= To be done =
Turn every line of the material below into a numbered list, leaving out any blank lines.

□ □ □ □ □

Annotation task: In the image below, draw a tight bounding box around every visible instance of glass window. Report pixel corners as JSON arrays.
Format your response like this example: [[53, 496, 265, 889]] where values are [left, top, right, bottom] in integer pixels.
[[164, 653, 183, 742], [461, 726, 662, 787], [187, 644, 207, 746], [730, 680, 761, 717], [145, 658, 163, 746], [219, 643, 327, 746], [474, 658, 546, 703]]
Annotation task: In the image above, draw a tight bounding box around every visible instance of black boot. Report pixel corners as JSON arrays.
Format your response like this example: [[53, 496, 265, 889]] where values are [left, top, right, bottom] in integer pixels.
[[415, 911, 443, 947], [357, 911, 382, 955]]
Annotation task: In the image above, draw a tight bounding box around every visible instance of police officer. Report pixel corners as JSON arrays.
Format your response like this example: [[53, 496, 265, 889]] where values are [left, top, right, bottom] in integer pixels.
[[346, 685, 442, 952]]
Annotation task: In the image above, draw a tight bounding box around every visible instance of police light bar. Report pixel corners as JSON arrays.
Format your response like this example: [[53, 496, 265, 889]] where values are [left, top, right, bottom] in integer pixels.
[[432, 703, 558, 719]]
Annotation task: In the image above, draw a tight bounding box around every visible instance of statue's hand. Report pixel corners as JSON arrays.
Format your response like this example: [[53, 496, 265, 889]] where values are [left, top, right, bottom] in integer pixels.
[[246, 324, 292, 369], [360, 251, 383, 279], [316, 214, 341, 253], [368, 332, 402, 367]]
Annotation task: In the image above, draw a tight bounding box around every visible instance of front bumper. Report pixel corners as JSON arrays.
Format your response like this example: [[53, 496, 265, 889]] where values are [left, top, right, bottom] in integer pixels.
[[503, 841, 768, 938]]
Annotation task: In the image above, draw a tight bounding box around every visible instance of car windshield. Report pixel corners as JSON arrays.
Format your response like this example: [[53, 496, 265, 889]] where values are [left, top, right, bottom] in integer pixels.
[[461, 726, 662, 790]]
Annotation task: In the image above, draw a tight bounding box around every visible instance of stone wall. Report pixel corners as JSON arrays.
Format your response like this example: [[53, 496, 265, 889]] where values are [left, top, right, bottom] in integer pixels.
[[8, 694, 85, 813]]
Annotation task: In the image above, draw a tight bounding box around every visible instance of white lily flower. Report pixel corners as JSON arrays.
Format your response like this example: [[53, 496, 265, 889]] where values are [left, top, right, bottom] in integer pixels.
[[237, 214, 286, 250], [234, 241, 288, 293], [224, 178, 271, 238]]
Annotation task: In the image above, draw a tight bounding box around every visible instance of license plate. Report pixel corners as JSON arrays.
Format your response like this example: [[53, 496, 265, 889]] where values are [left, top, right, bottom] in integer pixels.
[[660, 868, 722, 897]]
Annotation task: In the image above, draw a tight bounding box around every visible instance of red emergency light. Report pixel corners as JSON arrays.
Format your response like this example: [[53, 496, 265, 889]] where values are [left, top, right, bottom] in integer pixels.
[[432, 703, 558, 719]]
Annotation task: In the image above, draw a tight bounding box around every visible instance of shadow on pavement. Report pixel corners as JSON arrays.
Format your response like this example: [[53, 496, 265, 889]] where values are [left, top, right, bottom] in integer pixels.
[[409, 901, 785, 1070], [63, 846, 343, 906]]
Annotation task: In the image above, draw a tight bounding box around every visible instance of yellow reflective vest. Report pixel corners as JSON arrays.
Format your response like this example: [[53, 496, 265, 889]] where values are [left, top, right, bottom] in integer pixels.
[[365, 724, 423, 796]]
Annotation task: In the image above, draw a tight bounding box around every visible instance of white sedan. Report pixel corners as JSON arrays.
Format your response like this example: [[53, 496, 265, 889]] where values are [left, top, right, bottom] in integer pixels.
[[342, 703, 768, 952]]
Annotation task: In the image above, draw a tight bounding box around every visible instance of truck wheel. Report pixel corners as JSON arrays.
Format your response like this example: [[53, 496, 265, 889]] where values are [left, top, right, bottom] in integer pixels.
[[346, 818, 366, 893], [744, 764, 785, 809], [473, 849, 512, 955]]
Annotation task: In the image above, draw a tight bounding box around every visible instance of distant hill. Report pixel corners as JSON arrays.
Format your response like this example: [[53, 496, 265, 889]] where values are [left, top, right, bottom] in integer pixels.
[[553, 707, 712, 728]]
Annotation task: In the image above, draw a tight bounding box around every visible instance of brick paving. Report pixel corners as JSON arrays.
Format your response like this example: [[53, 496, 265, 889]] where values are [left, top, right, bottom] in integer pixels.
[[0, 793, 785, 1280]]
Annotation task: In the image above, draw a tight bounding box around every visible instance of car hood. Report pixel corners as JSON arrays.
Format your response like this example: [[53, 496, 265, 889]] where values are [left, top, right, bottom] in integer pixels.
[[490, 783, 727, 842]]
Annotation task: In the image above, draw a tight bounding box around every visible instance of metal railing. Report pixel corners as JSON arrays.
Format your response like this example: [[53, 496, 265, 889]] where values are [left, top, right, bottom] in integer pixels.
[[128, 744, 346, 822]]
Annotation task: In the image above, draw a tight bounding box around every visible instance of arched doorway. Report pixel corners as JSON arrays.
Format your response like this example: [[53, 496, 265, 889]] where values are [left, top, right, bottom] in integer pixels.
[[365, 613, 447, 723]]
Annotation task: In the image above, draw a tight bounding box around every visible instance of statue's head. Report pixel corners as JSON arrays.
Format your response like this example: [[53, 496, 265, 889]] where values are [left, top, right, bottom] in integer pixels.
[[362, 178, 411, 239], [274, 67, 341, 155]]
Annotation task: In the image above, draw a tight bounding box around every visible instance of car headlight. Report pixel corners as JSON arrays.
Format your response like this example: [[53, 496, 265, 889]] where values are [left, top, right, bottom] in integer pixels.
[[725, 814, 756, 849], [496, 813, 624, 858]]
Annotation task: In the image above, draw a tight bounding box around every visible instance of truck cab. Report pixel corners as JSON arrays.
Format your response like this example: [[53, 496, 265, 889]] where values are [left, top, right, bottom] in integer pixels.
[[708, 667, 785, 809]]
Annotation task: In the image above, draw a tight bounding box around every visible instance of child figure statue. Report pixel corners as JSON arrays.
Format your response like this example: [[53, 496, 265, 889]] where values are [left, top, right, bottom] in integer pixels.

□ □ □ □ □

= Result =
1. Annotation task: In the image below, draw a tight bounding box around every visible instance of glass window. Report pixel corners as JSON arrays.
2. Format your response like this example: [[53, 496, 265, 889]] where values are [left, top, right, bottom] in integer pixels.
3. [[164, 653, 183, 742], [461, 726, 662, 787], [187, 644, 207, 746], [730, 680, 761, 717], [145, 658, 163, 746], [219, 643, 327, 746], [474, 658, 546, 703]]
4. Annotation task: In the image above, draw a tight bounding box around every visible instance of black boot. Report pixel corners as JSON arrays.
5. Format your response like this example: [[53, 496, 265, 889]] where values are [left, top, right, bottom] in integer pixels.
6. [[415, 911, 443, 947], [357, 911, 382, 955]]
7. Annotation task: In the image above, draw a tight bounding box around every visible instance of police officer. Report pixel corners as JSON arrays.
8. Format your response like this example: [[53, 496, 265, 889]] where values are [left, top, right, bottom] in integer pixels.
9. [[346, 685, 442, 952]]
10. Annotation task: In the image above, draw a tight bounding box around every visible instance of police light bar. Report pixel corners as JSON arrays.
11. Format your response like this example: [[53, 496, 265, 889]] where values are [left, top, right, bottom] in integer pixels.
12. [[432, 703, 558, 719]]
13. Annotation task: In the image above, draw a tight bounding box around every visible instance of statue's hand. Report pixel corners as JSON arrays.
14. Format your response like this example: [[53, 496, 265, 889]] where values are [left, top, right, bottom] in integer pixels.
15. [[246, 324, 292, 369], [360, 251, 383, 279], [316, 214, 341, 253], [368, 332, 402, 367]]
16. Annotation task: In the image above, draw a tight bounding box around every visible instance of front bumper. Report pixel corners as JSON arrays.
17. Format your response like this example: [[53, 496, 265, 889]] where values are [left, top, right, bottom] in integer pixels.
18. [[503, 841, 768, 938]]
19. Annotation task: In the image above, draw a tight bounding box around every visible instance of car windshield. Report pixel corners as JSON arrays.
20. Format your response like this example: [[53, 496, 265, 889]] where values are [left, top, right, bottom] in integer pixels.
21. [[461, 726, 662, 790]]
22. Annotation task: In the image above, draw a tight bounding box around every visible instance of stone wall. Report pixel corners as JSON arrays.
23. Format your response like this example: [[53, 496, 265, 889]] where values are [left, top, right, bottom] in integer pixels.
24. [[8, 694, 85, 813]]
25. Annotation task: In the image above, draw a tight bounding box around every visible instance of white lily flower. Report pixel corners as JSON arrays.
26. Format your response like this example: [[53, 496, 265, 889]] where values are [left, top, right, bottom] in integer pixels.
27. [[237, 214, 286, 250], [234, 241, 288, 293], [224, 178, 271, 238]]
28. Annotation task: In the image above, draw a tight bounding box around every visible instance of license plate. Report pixel corners as JSON arrays.
29. Format your response like this example: [[53, 496, 265, 889]] where values are [left, top, right, bottom] in integer pixels.
30. [[660, 868, 722, 897]]
31. Annotation task: In the image above, draw a tight bounding box around every visible instance of red emergency light. Report pixel corners as JSON arrays.
32. Format your response like this example: [[53, 496, 265, 889]] where values are [left, top, right, bottom] in integer pixels.
33. [[432, 703, 558, 719]]
34. Annotation task: In the image above, draw a tight bounding box around every visible instance of shadow on pavement. Report pixel corners as JSON arrays.
35. Format your response like this example: [[53, 496, 265, 889]] where values are [left, top, right, bottom] in integer pixels.
36. [[409, 901, 785, 1070], [63, 846, 343, 906]]
37. Annotation task: In the image above, draw a tight bounding box around every visible instance of yellow reflective vest. Report pixel corners as JSON arrays.
38. Format your response like this example: [[53, 496, 265, 889]] where values are [left, top, right, bottom] in integer pixels.
39. [[365, 724, 423, 796]]
40. Annotation task: In the image above, draw a tight bounding box around every visible instance of white sedan. Report pixel corners as JSON arrays.
41. Format your response like this example: [[53, 496, 265, 889]] where values are [left, top, right, bottom] in integer pixels.
42. [[342, 703, 768, 952]]
43. Annotation task: In the image above, draw a tight bounding box around every visible instance of truck wheel. Report pixel corners as JSON arrays.
44. Format your response like this example: [[53, 496, 265, 889]] where values are [left, top, right, bottom] in integer pixels.
45. [[346, 818, 366, 893], [744, 764, 785, 809], [473, 849, 512, 955]]
46. Annotation task: In the image above, draw a tight bounding box around every visible instance of distant hill. Report pixel corners as JSON arrays.
47. Format your response like this example: [[53, 496, 265, 889]] where values are [left, top, right, bottom] in integer pixels.
48. [[553, 707, 712, 728]]
49. Annotation task: In the image above, draw a tight bounding box around every visible instance of brick paving. Report pixel corners as JSON arrays.
50. Format your response like this example: [[53, 496, 265, 889]] where values are [left, top, right, bottom] in integer pixels.
51. [[0, 793, 785, 1280]]
52. Annotation task: In the image above, draw a tight bounding box around every visible instance of car hood. Report pixel corners as JSON arrays.
53. Format your response like this example: [[53, 496, 265, 889]] where values are [left, top, right, bottom] in integer pixels.
54. [[490, 783, 727, 842]]
55. Annotation task: In the image above, draw a tight bounding box around every visible instance of metal railing. Report pixel corners as JSON arrays.
56. Format your response like this example: [[53, 496, 265, 889]] where values are [left, top, right, bottom] in integer pixels.
57. [[128, 744, 346, 822]]
58. Annotation task: In the image above, draw a tight bounding box around every visible instance of arched doorway. Report pixel corners as JSON arrays.
59. Format your response like this example: [[53, 496, 265, 889]] where values are [left, top, right, bottom] in integer pixels.
60. [[365, 613, 447, 723]]
61. Annotation task: In the image above, draw a tight bounding box around every visible instance of statue's head. Report pixel corners as JSON arrays.
62. Format your response like this example: [[53, 496, 265, 889]] where values are [left, top, right, bottom] in integer pixels.
63. [[362, 178, 411, 239], [274, 67, 341, 155]]
64. Annotation task: In the image above, draw a tight bounding box around every visible instance of car headlight. Report pixel corners as JSON arrays.
65. Format your response like this example: [[53, 496, 265, 889]] where values are [left, top, right, bottom] in integer pixels.
66. [[725, 814, 756, 849], [496, 813, 624, 858]]
67. Annotation task: In the image above, draw a tight bounding box around every visible instance of truck cab. Report pixel corners as JSON arrays.
68. Format your response like this example: [[53, 496, 265, 889]] where values are [left, top, right, bottom] in integer pixels.
69. [[708, 667, 785, 809]]
70. Annotation task: In the image above, draw a tight bounding box around every visible instance of child figure statue. Report pixel corners as JSON arrays.
71. Format your response like this example: [[53, 496, 265, 889]] where values are [left, top, right, bottom] in integer pixels.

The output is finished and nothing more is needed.